Return the full set of entries below exactly, leaving every image out.

────

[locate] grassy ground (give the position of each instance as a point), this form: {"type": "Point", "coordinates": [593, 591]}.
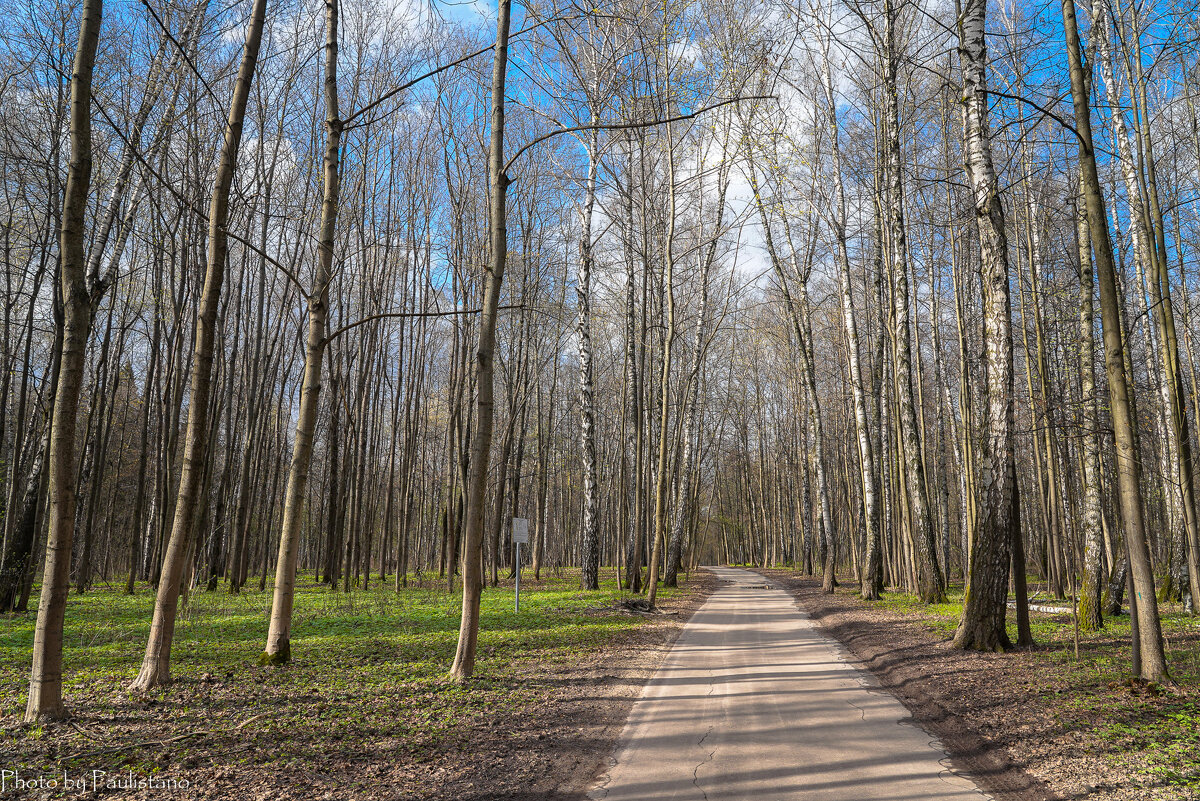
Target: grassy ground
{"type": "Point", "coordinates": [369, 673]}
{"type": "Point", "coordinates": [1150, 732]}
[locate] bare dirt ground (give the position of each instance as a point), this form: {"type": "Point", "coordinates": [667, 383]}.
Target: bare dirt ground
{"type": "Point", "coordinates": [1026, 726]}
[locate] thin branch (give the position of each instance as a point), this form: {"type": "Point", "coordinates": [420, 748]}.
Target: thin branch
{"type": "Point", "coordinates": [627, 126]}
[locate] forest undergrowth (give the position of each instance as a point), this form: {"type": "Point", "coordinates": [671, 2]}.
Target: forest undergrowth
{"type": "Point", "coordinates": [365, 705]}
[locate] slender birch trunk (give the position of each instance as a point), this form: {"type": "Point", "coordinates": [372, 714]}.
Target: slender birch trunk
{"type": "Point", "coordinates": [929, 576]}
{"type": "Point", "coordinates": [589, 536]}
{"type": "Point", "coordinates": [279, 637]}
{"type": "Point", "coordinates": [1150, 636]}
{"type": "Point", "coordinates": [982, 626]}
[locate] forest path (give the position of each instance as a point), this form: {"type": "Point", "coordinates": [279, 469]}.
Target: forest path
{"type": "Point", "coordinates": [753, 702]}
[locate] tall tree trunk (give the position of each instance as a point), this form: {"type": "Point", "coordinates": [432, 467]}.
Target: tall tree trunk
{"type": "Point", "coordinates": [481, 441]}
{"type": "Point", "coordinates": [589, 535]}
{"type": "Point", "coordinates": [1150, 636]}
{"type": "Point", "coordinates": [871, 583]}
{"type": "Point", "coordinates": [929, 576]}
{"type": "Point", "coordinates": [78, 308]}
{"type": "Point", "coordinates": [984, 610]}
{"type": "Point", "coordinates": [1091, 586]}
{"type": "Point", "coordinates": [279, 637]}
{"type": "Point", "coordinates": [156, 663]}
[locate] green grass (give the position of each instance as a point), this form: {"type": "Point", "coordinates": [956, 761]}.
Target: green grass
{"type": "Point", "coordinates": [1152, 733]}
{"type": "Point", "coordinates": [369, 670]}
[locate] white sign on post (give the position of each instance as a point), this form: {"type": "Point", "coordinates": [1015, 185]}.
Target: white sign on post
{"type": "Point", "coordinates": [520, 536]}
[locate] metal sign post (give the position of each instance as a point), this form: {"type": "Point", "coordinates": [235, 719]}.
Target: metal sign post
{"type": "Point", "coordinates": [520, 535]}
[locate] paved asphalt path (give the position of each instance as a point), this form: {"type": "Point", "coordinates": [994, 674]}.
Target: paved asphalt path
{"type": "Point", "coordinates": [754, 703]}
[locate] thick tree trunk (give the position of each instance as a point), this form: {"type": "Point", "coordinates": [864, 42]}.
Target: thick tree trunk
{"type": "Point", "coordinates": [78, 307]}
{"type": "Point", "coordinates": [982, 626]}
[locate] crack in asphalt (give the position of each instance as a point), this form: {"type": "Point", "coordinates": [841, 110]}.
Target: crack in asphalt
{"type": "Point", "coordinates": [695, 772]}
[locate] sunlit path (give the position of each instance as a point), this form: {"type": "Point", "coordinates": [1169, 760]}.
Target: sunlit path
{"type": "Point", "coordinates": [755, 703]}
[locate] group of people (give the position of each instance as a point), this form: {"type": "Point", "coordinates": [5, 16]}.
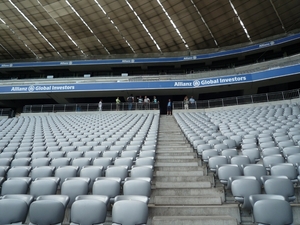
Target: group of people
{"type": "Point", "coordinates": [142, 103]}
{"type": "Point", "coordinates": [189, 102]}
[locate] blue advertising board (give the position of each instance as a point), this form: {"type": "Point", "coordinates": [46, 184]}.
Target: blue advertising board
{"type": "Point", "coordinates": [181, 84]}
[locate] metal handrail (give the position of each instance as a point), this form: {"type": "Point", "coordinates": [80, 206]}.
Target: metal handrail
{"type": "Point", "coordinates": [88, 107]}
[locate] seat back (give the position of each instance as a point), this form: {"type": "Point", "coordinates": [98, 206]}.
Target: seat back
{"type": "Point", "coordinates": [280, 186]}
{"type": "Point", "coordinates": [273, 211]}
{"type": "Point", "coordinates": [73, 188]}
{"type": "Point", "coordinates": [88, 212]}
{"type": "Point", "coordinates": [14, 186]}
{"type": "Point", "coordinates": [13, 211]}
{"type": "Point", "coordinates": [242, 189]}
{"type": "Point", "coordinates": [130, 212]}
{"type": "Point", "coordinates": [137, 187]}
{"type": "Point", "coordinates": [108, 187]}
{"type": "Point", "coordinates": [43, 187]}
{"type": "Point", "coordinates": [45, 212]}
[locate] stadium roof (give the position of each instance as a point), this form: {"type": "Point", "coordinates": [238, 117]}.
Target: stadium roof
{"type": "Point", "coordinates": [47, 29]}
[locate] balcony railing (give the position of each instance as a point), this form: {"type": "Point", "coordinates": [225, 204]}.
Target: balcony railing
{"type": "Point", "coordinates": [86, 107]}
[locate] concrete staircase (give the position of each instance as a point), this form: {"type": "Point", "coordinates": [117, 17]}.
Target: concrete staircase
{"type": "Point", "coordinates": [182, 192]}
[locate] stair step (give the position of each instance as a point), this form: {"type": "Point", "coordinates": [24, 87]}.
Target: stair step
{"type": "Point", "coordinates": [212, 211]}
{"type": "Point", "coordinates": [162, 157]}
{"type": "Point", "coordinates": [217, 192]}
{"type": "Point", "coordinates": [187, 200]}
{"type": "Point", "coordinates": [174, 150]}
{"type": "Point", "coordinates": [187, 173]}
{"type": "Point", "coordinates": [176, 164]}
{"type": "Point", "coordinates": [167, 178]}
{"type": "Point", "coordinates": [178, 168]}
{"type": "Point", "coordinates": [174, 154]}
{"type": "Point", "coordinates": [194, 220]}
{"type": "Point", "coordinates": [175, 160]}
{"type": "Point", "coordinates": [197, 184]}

────

## Result below
[locate] grassy ground (give the position of each instance as a point), this form: {"type": "Point", "coordinates": [593, 591]}.
Target: grassy ground
{"type": "Point", "coordinates": [369, 673]}
{"type": "Point", "coordinates": [1150, 732]}
[locate] bare dirt ground (give the position of each instance as a point), this form: {"type": "Point", "coordinates": [667, 383]}.
Target: bare dirt ground
{"type": "Point", "coordinates": [1026, 726]}
[locate] thin branch (give the position of each instance as a point), this form: {"type": "Point", "coordinates": [420, 748]}.
Target: thin branch
{"type": "Point", "coordinates": [627, 126]}
[locate] forest undergrowth (give the position of each instance as a point), this form: {"type": "Point", "coordinates": [671, 2]}.
Target: forest undergrowth
{"type": "Point", "coordinates": [365, 705]}
[locate] slender birch trunk (give the position of each instance as a point), this form: {"type": "Point", "coordinates": [372, 714]}.
Target: slender birch trunk
{"type": "Point", "coordinates": [929, 576]}
{"type": "Point", "coordinates": [589, 536]}
{"type": "Point", "coordinates": [279, 637]}
{"type": "Point", "coordinates": [1150, 636]}
{"type": "Point", "coordinates": [982, 626]}
[locate] forest path (give the position of each instance as a point), this form: {"type": "Point", "coordinates": [279, 469]}.
Target: forest path
{"type": "Point", "coordinates": [753, 702]}
[locate] tall tree trunk (give the position of each instance as a point), this form: {"type": "Point", "coordinates": [432, 467]}.
Target: tall tree trunk
{"type": "Point", "coordinates": [481, 441]}
{"type": "Point", "coordinates": [589, 535]}
{"type": "Point", "coordinates": [1150, 636]}
{"type": "Point", "coordinates": [871, 583]}
{"type": "Point", "coordinates": [929, 576]}
{"type": "Point", "coordinates": [78, 308]}
{"type": "Point", "coordinates": [984, 610]}
{"type": "Point", "coordinates": [1091, 586]}
{"type": "Point", "coordinates": [279, 637]}
{"type": "Point", "coordinates": [156, 663]}
[locate] green grass (give the position of each instance as a point), this form: {"type": "Point", "coordinates": [956, 761]}.
Target: green grass
{"type": "Point", "coordinates": [1152, 733]}
{"type": "Point", "coordinates": [369, 670]}
[locate] white sign on post (give the position of each instance as a point), this form: {"type": "Point", "coordinates": [1015, 185]}.
Target: white sign on post
{"type": "Point", "coordinates": [520, 536]}
[locate] metal sign post (give the position of each instance as a point), this form: {"type": "Point", "coordinates": [235, 719]}.
Target: metal sign post
{"type": "Point", "coordinates": [520, 535]}
[locate] paved asphalt path (give the position of each instance as a point), this form: {"type": "Point", "coordinates": [994, 674]}.
Target: paved asphalt path
{"type": "Point", "coordinates": [754, 703]}
[locate] thick tree trunk (give the position of each instance as a point), this form: {"type": "Point", "coordinates": [864, 42]}.
Target: thick tree trunk
{"type": "Point", "coordinates": [78, 307]}
{"type": "Point", "coordinates": [982, 626]}
[locate] crack in asphalt (give the position of each instance as a point), this form: {"type": "Point", "coordinates": [841, 110]}.
Target: crack in asphalt
{"type": "Point", "coordinates": [695, 772]}
[locate] sunlit path (give the position of each instance as a point), this form: {"type": "Point", "coordinates": [1169, 760]}.
Target: sunlit path
{"type": "Point", "coordinates": [755, 703]}
[locate] group of people (give the position of each instance as a point), this form: {"type": "Point", "coordinates": [5, 16]}.
Target: group of people
{"type": "Point", "coordinates": [142, 103]}
{"type": "Point", "coordinates": [189, 102]}
[locate] blue advertising board (give the position of each instance as a point), this form: {"type": "Point", "coordinates": [46, 184]}.
Target: blue advertising board
{"type": "Point", "coordinates": [181, 84]}
[locate] metal handrail (give the position of each instance as a point), this form: {"type": "Point", "coordinates": [80, 206]}.
Target: metal handrail
{"type": "Point", "coordinates": [88, 107]}
[locate] seat back (give the position of each instance as a point), this form: {"type": "Point", "coordinates": [98, 206]}.
Target: seat back
{"type": "Point", "coordinates": [280, 186]}
{"type": "Point", "coordinates": [273, 211]}
{"type": "Point", "coordinates": [73, 188]}
{"type": "Point", "coordinates": [88, 212]}
{"type": "Point", "coordinates": [14, 186]}
{"type": "Point", "coordinates": [13, 211]}
{"type": "Point", "coordinates": [242, 189]}
{"type": "Point", "coordinates": [130, 212]}
{"type": "Point", "coordinates": [137, 187]}
{"type": "Point", "coordinates": [108, 187]}
{"type": "Point", "coordinates": [43, 187]}
{"type": "Point", "coordinates": [45, 212]}
[locate] stadium roof (give the position of each instance as a point), this form: {"type": "Point", "coordinates": [238, 117]}.
Target: stadium roof
{"type": "Point", "coordinates": [47, 29]}
[locate] balcony railing (give the position of each instance as a point), this form: {"type": "Point", "coordinates": [225, 204]}.
Target: balcony railing
{"type": "Point", "coordinates": [86, 107]}
[locate] concrete staircase (give the position of each instance as a point), this form: {"type": "Point", "coordinates": [117, 17]}.
Target: concrete staircase
{"type": "Point", "coordinates": [182, 192]}
[locate] stair step (give the position of each instance as a point), this form: {"type": "Point", "coordinates": [24, 87]}.
Target: stair step
{"type": "Point", "coordinates": [212, 211]}
{"type": "Point", "coordinates": [162, 157]}
{"type": "Point", "coordinates": [217, 192]}
{"type": "Point", "coordinates": [187, 200]}
{"type": "Point", "coordinates": [174, 150]}
{"type": "Point", "coordinates": [187, 173]}
{"type": "Point", "coordinates": [176, 164]}
{"type": "Point", "coordinates": [167, 178]}
{"type": "Point", "coordinates": [178, 168]}
{"type": "Point", "coordinates": [174, 154]}
{"type": "Point", "coordinates": [194, 220]}
{"type": "Point", "coordinates": [175, 160]}
{"type": "Point", "coordinates": [197, 184]}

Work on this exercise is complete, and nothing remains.